— Задание 1 —
Ответьте на вопросы по фрагменту воспоминаний:
(a) Где жил рассказчик после того, как оторвался от Москвы?
(b) Где он познакомился с Григорием Медынским?
(c) Где он вместе со всеми встречал Горького?
— Задание 2 —
Согласуются ли с фрагментом воспоминаний эти утверждения? На каждое ответьте «да» или «нет» и приведите решающие слова текста.
(a) Приезжая в столицу, рассказчик обычно жил в гостиницах.
(b) Петр Замойский, как и рассказчик, вышел из крестьян.
(c) Рассказчик слушал речь Горького в Колонном зале.

— Фрагмент текста —
------------
Литературные встречи — страница 9 из 14

Случилось так, что вскоре я оторвался от Москвы, стал жить в Брянских лесах, сначала в своей деревне, потом в райцентре Дятьково. Легки мы были тогда на подъем, ничто особо не удерживало, иму­щества не накопили, о прописке не заботились, да ее и восстановить было просто, прописку эту, и я мог, когда задумал новый роман, бросить все и махнуть на родину — не в командировку, а работать, жить, не думая, что дальше будет да как я вернусь.

Однако по своим литературным делам частенько приезжал в сто­лицу, останавливался у друзей, они сами ютились с семьями в ком­натушках, но как-то это не мешало им, во всяком случае место, где заночевать, я всегда находил. Гостиниц мы не признавали, я и не помню, были ли они для нас, простых смертных. Жил обычно у Пет­ра Замойского, мне нравился этот талантливый, умный, острый му­жик, он вышел, как и я, из крестьян и лучше всех понимал меня. Ча­сто останавливался у Кожевниковых, у Медынских. Григорий Ме­дынский, человек честнейший и в литературе известный, был мне всю жизнь добрым другом, а познакомился я с ним еще в Покров­ском приемнике, где он тоже работал воспитателем.

Видел я в те годы едва ли не всех писателей, да, наверное, и го­ворил со многими, мало нас было, и мы тянулись друг к другу. Встре­чал вместе со всеми Горького на Белорусском вокзале, когда он вер­нулся из Италии, слушал речь его в Колонном зале, слышал и видел его потом поближе на заседании правления, но что ж вспоминать о том, что записано многими? А я пытаюсь то рассказать, о чем, кро­ме меня, вряд ли кто еще и помнит теперь.
------------
— Предоставленный материал —
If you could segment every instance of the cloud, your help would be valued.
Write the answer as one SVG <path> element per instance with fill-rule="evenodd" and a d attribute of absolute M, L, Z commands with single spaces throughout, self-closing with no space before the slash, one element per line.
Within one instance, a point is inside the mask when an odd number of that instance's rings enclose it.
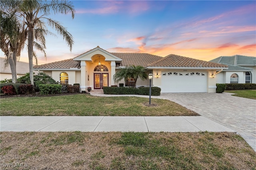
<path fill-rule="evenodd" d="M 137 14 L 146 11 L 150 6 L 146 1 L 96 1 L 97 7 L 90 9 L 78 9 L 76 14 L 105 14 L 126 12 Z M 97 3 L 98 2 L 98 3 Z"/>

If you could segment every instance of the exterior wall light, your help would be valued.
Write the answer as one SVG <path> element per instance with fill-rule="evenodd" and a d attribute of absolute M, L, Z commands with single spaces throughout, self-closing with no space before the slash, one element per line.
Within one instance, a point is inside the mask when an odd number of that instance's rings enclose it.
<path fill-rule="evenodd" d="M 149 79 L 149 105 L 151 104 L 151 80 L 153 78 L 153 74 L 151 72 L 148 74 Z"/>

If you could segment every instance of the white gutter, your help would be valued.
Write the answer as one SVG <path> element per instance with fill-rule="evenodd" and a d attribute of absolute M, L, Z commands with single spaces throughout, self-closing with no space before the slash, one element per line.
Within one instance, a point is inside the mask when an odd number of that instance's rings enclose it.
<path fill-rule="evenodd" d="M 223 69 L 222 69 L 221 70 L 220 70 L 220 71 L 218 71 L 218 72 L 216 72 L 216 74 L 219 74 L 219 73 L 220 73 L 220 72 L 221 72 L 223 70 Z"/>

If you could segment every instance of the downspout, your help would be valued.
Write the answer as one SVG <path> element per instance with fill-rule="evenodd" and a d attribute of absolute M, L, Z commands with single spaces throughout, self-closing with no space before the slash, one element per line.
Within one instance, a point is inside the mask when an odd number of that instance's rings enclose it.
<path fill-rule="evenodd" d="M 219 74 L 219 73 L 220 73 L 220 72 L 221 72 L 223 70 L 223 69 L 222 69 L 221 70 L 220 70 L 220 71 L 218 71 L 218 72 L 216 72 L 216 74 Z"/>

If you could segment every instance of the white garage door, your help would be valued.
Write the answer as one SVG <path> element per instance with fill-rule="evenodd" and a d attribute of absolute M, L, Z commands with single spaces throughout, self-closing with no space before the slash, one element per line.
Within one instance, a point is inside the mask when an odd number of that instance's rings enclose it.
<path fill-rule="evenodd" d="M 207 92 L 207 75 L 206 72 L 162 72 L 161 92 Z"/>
------------
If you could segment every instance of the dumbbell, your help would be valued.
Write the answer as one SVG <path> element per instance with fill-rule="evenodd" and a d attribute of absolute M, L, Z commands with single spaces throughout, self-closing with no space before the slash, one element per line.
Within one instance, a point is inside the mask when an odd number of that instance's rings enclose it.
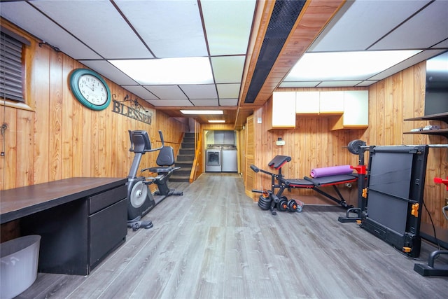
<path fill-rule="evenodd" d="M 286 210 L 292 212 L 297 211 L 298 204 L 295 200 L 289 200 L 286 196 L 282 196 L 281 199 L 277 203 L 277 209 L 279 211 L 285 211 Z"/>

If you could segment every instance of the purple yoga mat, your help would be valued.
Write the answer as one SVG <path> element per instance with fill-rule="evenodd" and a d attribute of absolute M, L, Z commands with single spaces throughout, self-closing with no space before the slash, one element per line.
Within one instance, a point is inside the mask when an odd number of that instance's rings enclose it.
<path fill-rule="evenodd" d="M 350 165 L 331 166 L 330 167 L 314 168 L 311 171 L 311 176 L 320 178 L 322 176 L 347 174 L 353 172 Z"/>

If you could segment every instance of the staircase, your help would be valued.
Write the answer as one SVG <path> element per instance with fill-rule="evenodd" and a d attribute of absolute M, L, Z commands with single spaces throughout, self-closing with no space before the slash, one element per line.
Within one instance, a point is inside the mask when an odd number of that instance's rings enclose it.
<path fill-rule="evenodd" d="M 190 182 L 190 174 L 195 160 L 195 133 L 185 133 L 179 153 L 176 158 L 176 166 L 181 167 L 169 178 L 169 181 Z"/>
------------
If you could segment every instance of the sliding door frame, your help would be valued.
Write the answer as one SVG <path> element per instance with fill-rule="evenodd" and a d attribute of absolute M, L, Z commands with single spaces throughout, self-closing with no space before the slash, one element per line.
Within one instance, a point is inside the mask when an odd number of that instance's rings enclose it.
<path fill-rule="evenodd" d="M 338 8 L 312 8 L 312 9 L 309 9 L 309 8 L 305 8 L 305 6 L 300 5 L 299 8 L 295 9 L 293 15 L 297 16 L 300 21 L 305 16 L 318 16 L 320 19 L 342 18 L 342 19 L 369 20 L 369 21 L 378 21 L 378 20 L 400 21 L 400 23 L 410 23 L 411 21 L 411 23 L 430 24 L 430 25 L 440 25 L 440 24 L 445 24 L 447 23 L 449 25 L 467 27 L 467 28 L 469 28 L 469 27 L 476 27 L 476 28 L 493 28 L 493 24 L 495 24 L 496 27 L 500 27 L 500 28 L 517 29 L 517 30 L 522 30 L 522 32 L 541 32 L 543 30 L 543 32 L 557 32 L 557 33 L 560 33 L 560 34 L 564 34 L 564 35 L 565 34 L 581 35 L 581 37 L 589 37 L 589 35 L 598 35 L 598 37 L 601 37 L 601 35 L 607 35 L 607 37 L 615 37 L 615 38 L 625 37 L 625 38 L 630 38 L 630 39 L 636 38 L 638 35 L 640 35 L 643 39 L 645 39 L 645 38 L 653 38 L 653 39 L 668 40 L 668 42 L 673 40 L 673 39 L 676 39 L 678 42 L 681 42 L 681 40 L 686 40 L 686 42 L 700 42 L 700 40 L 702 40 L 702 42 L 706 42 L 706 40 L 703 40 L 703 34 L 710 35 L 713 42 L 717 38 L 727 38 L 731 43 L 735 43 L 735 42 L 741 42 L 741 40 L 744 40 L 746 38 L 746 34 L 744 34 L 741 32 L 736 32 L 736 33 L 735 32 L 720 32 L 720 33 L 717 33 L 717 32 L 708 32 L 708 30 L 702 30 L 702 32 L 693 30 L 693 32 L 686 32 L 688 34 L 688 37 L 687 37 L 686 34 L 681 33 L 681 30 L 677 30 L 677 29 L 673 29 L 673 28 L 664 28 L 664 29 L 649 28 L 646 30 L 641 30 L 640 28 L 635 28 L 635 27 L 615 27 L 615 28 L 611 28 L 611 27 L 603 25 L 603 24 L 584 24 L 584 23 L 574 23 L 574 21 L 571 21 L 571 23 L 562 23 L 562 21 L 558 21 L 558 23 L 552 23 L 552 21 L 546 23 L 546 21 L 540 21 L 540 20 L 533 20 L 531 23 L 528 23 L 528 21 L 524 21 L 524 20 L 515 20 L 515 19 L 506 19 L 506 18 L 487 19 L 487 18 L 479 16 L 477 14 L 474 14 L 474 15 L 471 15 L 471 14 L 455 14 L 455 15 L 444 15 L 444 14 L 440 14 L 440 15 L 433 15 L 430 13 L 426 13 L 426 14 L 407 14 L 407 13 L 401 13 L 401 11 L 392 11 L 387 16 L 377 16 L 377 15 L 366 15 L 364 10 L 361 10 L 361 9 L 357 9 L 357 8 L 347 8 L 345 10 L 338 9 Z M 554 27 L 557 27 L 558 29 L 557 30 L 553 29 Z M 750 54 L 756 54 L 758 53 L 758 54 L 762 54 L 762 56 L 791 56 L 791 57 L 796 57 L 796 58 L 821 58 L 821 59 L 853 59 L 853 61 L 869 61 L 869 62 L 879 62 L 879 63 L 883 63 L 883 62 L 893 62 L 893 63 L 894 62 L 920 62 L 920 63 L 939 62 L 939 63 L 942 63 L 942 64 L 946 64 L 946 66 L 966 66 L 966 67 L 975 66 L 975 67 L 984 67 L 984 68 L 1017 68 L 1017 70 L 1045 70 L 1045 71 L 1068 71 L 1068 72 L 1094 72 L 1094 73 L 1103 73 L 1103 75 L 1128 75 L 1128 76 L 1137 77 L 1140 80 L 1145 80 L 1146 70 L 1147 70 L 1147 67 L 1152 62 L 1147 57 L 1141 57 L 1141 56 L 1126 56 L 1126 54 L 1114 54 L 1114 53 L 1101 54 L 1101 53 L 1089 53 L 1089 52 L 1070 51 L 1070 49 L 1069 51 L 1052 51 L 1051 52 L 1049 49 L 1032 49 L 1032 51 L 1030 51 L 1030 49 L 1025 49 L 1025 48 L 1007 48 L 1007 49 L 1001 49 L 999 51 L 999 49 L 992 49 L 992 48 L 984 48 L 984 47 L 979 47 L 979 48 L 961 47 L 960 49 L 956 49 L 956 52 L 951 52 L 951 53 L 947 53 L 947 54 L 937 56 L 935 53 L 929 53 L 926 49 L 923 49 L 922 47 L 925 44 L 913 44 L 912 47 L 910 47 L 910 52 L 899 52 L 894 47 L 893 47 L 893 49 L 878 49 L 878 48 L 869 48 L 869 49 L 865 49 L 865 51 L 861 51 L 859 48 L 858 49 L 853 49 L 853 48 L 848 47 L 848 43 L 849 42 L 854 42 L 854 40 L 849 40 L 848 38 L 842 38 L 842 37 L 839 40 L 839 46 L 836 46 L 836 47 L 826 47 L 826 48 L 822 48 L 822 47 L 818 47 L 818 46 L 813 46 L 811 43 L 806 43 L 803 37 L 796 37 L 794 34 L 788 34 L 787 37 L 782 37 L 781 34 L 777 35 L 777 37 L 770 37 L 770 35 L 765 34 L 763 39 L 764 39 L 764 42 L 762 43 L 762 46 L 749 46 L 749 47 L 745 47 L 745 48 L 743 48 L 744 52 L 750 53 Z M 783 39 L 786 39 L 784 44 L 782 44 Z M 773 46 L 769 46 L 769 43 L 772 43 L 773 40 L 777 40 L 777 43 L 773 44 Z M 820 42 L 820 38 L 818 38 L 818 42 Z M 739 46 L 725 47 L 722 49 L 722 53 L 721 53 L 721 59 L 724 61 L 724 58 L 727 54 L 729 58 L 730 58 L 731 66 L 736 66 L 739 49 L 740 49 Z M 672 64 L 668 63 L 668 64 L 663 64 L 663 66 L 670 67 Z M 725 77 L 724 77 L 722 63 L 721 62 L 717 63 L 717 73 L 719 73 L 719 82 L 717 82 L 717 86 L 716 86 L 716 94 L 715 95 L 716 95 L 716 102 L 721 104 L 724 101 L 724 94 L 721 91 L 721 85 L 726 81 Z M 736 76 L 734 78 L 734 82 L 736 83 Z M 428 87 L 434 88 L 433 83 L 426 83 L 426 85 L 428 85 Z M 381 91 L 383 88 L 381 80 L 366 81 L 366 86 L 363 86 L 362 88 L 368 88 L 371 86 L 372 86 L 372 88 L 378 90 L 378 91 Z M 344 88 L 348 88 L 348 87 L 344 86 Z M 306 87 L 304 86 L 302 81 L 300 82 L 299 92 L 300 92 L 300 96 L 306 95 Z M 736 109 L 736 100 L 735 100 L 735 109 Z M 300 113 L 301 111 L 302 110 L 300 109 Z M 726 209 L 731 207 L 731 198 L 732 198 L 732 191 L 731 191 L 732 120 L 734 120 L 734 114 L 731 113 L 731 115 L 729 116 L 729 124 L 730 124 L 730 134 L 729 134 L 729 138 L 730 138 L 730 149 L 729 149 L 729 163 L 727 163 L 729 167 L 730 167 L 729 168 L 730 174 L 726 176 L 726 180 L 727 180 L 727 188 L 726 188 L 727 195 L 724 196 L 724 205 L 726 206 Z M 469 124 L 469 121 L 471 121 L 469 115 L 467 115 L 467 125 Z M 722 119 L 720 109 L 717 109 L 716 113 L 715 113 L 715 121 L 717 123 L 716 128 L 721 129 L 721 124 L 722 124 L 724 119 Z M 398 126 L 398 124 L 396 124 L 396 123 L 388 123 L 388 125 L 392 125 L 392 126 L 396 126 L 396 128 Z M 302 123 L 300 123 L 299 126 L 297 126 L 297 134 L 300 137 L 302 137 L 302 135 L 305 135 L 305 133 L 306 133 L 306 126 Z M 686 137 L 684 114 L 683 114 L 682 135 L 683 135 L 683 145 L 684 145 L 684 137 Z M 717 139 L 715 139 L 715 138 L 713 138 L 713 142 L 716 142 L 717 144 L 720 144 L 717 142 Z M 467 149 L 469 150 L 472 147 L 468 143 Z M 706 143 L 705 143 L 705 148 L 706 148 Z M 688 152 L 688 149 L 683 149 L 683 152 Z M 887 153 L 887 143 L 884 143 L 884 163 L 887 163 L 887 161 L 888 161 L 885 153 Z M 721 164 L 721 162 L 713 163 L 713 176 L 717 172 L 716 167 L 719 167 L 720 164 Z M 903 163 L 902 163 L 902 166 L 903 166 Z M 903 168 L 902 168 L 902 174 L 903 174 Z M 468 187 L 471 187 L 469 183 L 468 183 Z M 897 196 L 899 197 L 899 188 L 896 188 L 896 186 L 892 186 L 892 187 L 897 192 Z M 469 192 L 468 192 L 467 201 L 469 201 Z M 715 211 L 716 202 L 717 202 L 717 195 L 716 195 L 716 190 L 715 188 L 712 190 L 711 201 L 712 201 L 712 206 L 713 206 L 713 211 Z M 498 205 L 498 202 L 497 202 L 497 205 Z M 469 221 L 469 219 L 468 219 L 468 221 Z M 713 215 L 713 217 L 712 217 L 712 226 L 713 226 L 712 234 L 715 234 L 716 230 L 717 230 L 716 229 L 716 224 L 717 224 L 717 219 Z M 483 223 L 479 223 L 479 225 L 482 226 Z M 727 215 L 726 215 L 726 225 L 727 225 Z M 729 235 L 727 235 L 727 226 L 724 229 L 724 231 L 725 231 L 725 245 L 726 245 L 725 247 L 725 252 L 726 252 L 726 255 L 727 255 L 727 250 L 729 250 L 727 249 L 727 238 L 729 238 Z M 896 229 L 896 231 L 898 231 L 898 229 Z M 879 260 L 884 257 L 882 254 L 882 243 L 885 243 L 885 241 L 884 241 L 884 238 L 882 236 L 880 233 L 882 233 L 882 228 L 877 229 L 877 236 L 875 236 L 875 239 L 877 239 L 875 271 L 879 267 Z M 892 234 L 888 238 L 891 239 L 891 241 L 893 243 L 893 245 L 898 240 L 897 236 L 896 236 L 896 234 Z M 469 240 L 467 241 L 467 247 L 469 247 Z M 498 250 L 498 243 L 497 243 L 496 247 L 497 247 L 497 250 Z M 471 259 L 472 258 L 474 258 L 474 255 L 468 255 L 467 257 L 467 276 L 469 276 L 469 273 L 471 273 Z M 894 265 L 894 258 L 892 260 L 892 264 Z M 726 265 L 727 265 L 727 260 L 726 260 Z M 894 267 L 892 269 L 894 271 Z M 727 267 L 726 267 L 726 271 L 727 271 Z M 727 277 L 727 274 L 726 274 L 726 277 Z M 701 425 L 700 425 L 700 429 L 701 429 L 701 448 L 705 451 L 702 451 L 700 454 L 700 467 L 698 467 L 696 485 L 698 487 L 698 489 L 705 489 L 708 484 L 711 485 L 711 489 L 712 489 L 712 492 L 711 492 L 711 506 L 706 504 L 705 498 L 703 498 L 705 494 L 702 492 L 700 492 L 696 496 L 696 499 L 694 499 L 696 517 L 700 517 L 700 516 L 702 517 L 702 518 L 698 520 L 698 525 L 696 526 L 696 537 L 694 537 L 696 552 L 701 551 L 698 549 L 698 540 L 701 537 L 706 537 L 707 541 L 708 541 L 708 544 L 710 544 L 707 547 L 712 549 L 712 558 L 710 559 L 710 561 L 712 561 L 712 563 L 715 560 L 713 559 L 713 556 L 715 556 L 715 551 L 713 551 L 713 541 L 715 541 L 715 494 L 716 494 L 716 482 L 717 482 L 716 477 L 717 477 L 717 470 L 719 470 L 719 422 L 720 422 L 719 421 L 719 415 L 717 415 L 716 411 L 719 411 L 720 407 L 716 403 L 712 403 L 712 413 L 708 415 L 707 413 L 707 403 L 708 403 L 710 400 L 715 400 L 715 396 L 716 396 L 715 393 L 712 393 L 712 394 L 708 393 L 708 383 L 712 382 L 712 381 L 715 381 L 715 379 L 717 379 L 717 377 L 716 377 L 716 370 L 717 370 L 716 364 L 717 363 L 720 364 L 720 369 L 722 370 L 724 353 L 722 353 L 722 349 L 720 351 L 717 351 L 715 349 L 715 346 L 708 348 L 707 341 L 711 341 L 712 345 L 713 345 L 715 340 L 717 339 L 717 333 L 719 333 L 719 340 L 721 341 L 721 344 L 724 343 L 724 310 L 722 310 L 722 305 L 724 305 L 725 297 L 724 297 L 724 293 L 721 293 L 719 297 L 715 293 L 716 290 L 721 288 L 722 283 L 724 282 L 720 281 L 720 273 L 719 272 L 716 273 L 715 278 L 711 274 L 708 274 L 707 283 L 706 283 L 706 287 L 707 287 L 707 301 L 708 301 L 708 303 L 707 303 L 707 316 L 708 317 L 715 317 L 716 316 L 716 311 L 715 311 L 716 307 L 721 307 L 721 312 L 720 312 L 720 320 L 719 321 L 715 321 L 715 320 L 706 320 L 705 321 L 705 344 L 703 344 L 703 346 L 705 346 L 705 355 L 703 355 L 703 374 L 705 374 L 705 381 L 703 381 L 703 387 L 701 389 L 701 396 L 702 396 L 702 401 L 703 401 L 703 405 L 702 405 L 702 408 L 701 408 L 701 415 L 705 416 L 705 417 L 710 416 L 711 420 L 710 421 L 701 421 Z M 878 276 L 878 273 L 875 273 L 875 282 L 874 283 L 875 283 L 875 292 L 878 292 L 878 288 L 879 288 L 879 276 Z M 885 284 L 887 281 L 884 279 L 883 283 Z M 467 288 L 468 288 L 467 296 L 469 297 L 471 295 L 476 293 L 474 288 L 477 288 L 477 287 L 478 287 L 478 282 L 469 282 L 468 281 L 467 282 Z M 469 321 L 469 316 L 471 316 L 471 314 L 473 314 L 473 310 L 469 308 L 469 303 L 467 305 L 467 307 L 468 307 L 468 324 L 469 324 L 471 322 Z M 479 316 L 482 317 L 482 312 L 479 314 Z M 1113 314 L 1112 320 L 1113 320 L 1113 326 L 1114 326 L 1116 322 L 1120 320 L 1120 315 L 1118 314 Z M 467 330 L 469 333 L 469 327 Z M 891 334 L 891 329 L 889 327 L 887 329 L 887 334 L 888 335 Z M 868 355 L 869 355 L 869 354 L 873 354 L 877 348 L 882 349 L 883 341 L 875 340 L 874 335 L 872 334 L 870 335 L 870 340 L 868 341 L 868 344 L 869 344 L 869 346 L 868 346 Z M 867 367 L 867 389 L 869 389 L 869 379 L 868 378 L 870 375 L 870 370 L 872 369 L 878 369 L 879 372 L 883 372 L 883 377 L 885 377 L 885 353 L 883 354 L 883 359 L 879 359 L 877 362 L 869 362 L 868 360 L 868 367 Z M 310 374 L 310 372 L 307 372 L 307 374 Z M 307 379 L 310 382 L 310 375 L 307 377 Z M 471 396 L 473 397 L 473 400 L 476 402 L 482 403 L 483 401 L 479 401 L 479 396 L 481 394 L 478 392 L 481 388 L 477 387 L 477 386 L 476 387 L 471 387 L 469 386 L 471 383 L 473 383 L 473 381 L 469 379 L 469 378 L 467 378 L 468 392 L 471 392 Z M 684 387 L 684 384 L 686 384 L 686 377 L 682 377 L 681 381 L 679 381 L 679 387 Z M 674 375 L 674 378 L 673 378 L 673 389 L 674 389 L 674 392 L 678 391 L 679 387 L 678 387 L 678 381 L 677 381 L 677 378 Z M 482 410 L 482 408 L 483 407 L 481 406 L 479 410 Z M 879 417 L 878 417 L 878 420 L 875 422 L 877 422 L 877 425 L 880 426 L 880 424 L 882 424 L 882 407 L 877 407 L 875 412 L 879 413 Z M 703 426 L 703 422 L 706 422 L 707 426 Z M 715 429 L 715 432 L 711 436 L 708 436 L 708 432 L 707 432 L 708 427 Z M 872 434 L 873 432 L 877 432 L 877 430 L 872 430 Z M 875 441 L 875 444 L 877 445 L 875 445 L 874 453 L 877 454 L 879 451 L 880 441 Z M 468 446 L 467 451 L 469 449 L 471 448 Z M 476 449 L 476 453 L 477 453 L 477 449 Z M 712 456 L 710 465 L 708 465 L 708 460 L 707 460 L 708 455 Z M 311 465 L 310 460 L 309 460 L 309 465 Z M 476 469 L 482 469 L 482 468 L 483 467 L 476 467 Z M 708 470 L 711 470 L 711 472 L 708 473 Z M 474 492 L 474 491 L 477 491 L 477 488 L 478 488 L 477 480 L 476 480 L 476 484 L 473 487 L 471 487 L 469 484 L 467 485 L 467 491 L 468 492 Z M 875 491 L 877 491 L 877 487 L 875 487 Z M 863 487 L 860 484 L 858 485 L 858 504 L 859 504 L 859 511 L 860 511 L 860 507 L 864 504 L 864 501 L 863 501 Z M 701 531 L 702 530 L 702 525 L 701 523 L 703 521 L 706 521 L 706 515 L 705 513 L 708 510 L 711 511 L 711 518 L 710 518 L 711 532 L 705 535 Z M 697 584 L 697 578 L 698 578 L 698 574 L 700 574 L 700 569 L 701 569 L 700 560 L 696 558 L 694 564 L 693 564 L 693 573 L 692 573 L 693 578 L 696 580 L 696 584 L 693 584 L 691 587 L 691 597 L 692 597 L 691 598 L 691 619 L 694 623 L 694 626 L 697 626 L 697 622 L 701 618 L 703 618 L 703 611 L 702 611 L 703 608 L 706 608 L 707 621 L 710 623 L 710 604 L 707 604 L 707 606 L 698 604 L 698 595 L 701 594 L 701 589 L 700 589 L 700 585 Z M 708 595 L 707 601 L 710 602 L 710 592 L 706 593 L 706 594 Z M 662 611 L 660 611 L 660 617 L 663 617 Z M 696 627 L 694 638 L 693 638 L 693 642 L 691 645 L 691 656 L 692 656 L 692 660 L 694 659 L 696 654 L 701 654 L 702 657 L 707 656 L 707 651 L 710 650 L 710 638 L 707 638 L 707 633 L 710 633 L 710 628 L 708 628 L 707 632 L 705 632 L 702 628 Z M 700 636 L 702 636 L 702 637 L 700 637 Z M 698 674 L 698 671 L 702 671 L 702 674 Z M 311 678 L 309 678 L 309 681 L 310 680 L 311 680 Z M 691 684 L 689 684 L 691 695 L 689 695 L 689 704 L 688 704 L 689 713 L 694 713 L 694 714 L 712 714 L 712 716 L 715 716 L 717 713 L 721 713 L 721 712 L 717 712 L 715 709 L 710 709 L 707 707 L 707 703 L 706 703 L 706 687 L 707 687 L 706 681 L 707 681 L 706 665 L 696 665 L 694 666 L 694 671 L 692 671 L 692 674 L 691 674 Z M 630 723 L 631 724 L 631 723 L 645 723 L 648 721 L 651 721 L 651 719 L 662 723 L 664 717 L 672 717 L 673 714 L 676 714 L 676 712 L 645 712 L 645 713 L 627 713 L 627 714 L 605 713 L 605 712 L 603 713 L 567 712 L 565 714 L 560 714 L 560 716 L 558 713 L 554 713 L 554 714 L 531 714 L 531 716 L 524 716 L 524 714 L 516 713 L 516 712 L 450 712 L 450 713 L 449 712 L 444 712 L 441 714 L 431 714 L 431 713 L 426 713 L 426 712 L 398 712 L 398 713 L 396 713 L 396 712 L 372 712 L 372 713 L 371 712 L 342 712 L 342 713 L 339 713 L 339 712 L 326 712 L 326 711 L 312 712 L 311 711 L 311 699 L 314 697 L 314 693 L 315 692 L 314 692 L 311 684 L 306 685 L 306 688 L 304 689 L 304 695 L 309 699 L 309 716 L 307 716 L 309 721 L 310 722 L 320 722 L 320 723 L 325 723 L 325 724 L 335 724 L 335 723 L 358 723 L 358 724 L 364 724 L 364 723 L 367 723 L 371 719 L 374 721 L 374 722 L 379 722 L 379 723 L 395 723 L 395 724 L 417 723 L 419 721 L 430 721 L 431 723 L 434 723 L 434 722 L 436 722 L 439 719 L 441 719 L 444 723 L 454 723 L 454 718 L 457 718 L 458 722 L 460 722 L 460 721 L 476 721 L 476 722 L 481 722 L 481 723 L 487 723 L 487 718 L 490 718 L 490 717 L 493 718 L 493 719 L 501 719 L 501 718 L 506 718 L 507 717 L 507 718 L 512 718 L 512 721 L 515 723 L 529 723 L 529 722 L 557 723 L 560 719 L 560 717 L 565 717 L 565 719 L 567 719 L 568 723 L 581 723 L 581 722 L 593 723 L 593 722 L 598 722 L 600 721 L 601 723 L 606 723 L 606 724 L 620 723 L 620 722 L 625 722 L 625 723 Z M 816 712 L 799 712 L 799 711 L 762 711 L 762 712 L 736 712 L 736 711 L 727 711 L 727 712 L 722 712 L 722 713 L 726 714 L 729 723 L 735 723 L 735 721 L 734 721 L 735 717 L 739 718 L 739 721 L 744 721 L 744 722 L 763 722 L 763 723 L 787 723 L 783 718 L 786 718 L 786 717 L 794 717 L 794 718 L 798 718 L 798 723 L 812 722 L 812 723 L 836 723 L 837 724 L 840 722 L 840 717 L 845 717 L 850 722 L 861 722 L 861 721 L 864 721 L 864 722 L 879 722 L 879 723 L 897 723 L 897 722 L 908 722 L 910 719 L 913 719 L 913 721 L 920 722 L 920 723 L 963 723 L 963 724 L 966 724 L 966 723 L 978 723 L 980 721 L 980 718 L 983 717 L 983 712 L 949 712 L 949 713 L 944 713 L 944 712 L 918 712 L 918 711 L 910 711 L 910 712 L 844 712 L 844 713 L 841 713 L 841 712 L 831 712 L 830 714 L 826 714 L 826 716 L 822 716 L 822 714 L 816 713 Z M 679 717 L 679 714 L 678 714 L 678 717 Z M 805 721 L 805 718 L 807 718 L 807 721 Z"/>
------------
— Полный ответ 1 —
(a) В Брянских лесах: сначала в своей деревне, потом в райцентре Дятьково.
(b) В Покровском приемнике, где Медынский тоже работал воспитателем.
(c) На Белорусском вокзале, когда Горький вернулся из Италии.

— Полный ответ 2 —
(a) Нет: «Гостиниц мы не признавали».
(b) Да: «он вышел, как и я, из крестьян».
(c) Да: «слушал речь его в Колонном зале».